• EXERCISE AIM: Once you find the line containing "Target: stone beam" in the data below, copy it and each following line exactly, up to and including the line containing "Target: weathered marble block", and nothing else.

★ ★ ★ ★ ★ ★ ★

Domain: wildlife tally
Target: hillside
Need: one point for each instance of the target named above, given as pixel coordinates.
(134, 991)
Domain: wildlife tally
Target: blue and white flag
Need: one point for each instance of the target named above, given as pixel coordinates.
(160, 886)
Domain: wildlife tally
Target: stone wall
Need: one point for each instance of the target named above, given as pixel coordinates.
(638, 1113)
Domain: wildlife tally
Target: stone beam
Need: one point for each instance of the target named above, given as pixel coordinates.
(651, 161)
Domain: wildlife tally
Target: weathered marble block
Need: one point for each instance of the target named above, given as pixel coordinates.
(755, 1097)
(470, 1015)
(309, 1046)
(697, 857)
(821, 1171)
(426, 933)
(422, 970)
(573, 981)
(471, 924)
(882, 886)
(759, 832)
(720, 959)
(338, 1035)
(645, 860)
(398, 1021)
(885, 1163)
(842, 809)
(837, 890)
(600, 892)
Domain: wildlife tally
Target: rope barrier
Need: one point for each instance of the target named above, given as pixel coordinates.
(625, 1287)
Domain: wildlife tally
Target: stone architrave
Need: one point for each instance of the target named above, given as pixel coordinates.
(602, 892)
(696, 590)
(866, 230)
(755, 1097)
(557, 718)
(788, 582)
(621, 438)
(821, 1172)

★ ★ ★ ★ ★ ★ ★

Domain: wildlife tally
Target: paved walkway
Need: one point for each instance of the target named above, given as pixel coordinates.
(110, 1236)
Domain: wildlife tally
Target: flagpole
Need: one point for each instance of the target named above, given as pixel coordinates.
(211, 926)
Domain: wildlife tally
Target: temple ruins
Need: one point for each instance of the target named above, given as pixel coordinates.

★ ★ ★ ★ ★ ★ ★

• SOLUTION FOR THIS PROBLEM:
Target: stone beam
Need: one point for each instance of the target named above, given as pixel coordinates.
(651, 161)
Domain: wildlife tally
Target: weathered marble block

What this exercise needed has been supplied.